======== SELECTED TEXT ========
In 1850, Ralph Waldo Emerson (pictured bottom left) published a book of essays titled Representative Men. Emerson’s title seems appropriate for this essay of mine as it is meant to elucidate, in part, the philosophical and political views of four representative men (i.e., William Leggett, Walt Whitman, Ralph Waldo Emerson, and Henry David Thoreau)—men who were representative of the views of many Americans in antebellum America and, more broadly, of what I have referred to elsewhere as the philosophy of Americanism.
In a previous essay, “Regime Change, American Style,” I examined the kind of society that the founders rejected and the new kind of political order they created for the future. Then, in “‘Leave Us Alone’ as a Political Philosophy,” I explored how the first two generations of post-founding Americans understood and implemented the founders’ political philosophy. The most uniquely American political philosophy that came out of the founding era could be summed up in the well-known phrase: “The best government is that which governs least.” No other nation in world history was governed by such a political philosophy. The founding generation, and certainly their progeny, were believers in limited government because they were believers in self-government.
The political opinions of antebellum Americans expressed in “‘Leave Us Alone’ as a Political Philosophy” were not those of a radical fringe; these ideas were commonly accepted by a broad cross-section of American society, including some of nineteenth-century America’s best known public intellectuals.
In this essay, I would like to drill down a bit and consider the views of four of America’s most famous nineteenth-century proponents of a laissez-faire government and a free society: William Leggett (1801-1839), Walt Whitman (1819-1892), Ralph Waldo Emerson (1803-1882), and Henry David Thoreau (1817-1862). I will also consider how pre-Civil War Americans understood the relationship between government and legislation in a free society.
William Leggett, editor of the highly influential Evening Post in New York City, was the intellectual leader of the so-called Loco-Foco movement, which was a radical workers’ faction of the Democratic Party in New York City dedicated to laissez-faire politics and economics during the 1830s and 1840s. Leggett and the Loco-Focos, based on their understanding of the moral principles of the American founding (i.e., the doctrine of individual rights), attempted to develop a political philosophy consistent with their underlying moral principles. Not surprisingly, they advocated for a night-watchman government that was limited to protecting the equal rights of all men.
In an 1834 op-ed on the “True Functions of Government,” Leggett, applying the third self-evident truth of the Declaration of Independence to the politics of the 1830s, announced the “fundamental principle of all governments is the protection of person and property from domestic and foreign enemies.” Beyond these basic purposes, the government of a free society shall not go. Otherwise, society and the individuals that made it up would not be free.
So, what then shall government do in a free society? According to Leggett, the sole “functions of government, when confined to their proper sphere of action, are therefore restricted to the making of general laws, uniform and universal in their operation, for these purposes and for no other.”
Leggett was also clear as to what the government of a free society must not do.
A laissez-faire government has, Leggett argued, “no right to interfere with the pursuits of individuals, as guaranteed by those general rules,” nor does it have a right “to tamper with individual industry a single hair’s breadth beyond what is essential to protect the rights of person and property.” Free men should be left alone, he continued, from the “capricious interference of legislative bungling.” The government of a free society should never be given or assume the power to discriminate, Leggett wrote, “between the different classes of the community,” to be the “arbiter of their prosperity,” or to regulate the “profits of every species of industry.” Such a government “reduces men from a dependence on their own exertions to a dependence on the caprices of their government” and is therefore immoral.
======== RECORDS SUPPLIED ========
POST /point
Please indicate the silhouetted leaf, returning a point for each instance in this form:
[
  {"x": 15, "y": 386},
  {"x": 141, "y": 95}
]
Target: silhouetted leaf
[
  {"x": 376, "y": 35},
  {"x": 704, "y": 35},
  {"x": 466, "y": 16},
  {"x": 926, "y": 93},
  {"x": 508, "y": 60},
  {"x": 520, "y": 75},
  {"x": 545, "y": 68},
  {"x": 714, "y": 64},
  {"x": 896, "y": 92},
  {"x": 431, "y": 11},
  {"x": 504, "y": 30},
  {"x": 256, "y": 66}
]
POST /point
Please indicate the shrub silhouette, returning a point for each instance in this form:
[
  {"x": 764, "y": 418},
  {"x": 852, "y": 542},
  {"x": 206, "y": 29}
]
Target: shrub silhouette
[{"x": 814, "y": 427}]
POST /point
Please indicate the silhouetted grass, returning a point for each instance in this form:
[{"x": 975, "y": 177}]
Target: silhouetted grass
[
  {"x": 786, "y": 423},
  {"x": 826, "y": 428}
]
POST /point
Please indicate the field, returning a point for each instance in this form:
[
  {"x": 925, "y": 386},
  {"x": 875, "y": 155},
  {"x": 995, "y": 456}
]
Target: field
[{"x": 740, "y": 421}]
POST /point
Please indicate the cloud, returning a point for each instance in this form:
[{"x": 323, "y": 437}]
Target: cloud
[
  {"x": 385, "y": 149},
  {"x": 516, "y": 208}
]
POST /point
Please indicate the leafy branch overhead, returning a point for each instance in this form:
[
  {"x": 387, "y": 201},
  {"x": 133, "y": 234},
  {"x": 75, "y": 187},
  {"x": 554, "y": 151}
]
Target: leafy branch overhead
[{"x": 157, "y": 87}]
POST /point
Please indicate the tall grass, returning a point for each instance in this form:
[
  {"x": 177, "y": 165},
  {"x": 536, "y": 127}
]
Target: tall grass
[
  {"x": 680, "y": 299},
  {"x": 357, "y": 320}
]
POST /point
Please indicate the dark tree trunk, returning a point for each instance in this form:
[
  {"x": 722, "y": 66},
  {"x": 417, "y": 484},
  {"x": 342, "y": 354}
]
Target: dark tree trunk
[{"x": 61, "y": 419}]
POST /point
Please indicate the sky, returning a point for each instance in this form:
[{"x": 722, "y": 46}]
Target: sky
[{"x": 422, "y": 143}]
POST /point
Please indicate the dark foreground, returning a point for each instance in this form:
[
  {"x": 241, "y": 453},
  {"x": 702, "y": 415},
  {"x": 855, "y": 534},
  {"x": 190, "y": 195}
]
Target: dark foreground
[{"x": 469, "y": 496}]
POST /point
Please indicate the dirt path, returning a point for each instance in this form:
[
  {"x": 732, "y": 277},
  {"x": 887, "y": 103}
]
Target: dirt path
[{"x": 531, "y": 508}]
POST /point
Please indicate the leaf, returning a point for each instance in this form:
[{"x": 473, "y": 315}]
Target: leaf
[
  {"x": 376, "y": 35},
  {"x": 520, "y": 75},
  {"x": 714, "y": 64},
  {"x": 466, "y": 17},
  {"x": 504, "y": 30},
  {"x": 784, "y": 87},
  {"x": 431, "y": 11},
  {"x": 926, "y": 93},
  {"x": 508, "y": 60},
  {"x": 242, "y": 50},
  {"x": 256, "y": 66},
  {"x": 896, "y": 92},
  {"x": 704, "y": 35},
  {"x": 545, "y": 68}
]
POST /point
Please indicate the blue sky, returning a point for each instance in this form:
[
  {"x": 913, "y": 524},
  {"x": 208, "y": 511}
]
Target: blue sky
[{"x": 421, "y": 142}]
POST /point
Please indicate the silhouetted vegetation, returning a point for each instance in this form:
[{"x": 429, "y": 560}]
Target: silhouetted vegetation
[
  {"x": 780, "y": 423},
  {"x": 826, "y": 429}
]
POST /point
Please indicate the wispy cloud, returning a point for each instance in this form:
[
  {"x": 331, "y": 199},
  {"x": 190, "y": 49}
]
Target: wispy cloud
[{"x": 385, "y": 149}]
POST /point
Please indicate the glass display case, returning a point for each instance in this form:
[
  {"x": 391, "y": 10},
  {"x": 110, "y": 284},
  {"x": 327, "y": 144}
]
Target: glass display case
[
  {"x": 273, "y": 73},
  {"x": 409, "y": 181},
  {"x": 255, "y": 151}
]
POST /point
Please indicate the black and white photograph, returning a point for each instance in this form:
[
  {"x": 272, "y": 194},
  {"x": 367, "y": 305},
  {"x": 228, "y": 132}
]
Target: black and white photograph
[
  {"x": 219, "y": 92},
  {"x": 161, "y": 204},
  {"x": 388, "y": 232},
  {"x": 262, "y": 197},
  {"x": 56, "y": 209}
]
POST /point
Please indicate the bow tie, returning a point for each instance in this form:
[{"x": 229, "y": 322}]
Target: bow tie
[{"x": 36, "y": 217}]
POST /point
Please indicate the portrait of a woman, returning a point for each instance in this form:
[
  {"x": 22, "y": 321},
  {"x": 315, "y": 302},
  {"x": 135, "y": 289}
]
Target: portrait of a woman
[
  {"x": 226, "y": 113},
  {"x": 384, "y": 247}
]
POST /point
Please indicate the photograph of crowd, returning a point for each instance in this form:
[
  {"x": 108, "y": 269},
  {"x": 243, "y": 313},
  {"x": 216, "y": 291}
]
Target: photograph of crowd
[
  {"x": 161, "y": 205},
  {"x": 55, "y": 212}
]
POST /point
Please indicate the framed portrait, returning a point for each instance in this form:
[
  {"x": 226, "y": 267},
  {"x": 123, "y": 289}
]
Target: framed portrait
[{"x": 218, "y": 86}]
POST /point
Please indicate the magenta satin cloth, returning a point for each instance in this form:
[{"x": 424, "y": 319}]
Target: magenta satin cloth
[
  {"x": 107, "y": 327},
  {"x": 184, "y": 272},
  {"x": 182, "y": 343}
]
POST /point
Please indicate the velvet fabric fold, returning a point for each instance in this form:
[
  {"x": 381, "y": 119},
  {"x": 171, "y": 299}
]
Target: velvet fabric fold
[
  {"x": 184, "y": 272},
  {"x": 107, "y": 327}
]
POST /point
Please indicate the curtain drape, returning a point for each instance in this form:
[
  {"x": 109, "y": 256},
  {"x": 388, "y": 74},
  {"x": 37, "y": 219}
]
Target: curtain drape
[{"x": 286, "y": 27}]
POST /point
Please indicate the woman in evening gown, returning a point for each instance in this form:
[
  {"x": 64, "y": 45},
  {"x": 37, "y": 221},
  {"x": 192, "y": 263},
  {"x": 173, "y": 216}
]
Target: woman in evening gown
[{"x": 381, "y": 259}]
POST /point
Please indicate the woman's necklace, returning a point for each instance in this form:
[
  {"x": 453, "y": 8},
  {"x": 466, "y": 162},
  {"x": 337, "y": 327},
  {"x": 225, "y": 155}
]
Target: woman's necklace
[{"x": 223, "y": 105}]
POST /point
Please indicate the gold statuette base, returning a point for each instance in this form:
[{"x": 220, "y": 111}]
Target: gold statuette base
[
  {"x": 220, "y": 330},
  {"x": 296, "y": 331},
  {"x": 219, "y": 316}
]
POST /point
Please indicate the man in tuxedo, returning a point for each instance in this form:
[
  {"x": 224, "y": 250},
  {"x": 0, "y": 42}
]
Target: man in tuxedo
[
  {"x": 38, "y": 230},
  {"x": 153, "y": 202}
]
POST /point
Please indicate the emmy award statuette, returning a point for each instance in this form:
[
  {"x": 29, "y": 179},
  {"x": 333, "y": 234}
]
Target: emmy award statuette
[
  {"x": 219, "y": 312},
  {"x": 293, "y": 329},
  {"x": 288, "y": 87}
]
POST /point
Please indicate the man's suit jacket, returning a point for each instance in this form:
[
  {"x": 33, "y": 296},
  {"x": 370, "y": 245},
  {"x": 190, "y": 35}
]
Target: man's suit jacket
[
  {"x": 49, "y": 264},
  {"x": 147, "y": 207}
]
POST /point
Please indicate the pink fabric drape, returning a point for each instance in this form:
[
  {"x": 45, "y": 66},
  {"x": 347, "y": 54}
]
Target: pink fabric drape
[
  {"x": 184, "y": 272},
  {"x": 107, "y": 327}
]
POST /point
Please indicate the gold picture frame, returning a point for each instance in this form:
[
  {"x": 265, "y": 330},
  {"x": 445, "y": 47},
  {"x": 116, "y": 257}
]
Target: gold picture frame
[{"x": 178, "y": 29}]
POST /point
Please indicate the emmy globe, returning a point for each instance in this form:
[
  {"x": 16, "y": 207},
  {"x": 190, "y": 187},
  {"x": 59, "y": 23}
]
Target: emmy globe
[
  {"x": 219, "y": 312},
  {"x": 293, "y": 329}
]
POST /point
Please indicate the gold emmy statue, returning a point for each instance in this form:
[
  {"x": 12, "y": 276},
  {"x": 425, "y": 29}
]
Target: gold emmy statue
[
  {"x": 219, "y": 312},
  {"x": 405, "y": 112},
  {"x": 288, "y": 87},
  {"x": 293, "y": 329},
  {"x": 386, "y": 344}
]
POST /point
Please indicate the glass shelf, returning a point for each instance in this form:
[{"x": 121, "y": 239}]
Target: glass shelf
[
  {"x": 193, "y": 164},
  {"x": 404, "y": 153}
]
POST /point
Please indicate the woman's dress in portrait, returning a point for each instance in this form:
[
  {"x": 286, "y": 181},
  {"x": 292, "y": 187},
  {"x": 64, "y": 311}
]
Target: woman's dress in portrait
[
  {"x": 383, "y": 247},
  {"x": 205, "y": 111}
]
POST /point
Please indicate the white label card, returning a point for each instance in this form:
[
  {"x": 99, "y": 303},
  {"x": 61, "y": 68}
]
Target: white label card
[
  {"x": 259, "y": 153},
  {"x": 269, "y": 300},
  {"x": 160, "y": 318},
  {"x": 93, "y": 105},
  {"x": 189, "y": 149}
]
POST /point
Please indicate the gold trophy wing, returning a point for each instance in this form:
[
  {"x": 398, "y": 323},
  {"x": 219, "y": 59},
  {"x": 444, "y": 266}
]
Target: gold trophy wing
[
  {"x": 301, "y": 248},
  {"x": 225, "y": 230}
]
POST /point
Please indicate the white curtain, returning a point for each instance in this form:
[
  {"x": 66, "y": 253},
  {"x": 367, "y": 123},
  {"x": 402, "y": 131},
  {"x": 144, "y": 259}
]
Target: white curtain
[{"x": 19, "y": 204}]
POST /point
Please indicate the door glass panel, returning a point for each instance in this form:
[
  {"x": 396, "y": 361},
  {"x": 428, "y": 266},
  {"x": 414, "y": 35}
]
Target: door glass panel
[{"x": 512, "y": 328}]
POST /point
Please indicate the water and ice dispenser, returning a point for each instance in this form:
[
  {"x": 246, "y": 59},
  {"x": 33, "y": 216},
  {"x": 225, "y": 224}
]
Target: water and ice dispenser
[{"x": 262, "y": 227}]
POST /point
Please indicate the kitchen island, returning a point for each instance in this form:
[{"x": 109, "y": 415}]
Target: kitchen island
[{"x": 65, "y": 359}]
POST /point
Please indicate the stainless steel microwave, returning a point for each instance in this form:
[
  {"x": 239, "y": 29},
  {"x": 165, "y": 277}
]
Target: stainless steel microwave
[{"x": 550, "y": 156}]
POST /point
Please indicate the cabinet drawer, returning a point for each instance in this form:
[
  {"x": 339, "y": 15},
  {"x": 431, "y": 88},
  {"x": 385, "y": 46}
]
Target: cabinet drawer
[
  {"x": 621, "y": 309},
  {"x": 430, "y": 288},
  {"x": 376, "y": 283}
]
========
= LIST OF TASKS =
1. Name the four nineteenth-century Americans whose views the essay on antebellum political thought sets out to examine.
2. Return the passage of the essay on antebellum political thought starting at "In 1850, Ralph" and ending at "philosophy of Americanism.".
Use only the essay on antebellum political thought.

= ANSWERS TO THE EXERCISES =
1. William Leggett, Walt Whitman, Ralph Waldo Emerson, Henry David Thoreau

2.
In 1850, Ralph Waldo Emerson (pictured bottom left) published a book of essays titled Representative Men. Emerson’s title seems appropriate for this essay of mine as it is meant to elucidate, in part, the philosophical and political views of four representative men (i.e., William Leggett, Walt Whitman, Ralph Waldo Emerson, and Henry David Thoreau)—men who were representative of the views of many Americans in antebellum America and, more broadly, of what I have referred to elsewhere as the philosophy of Americanism.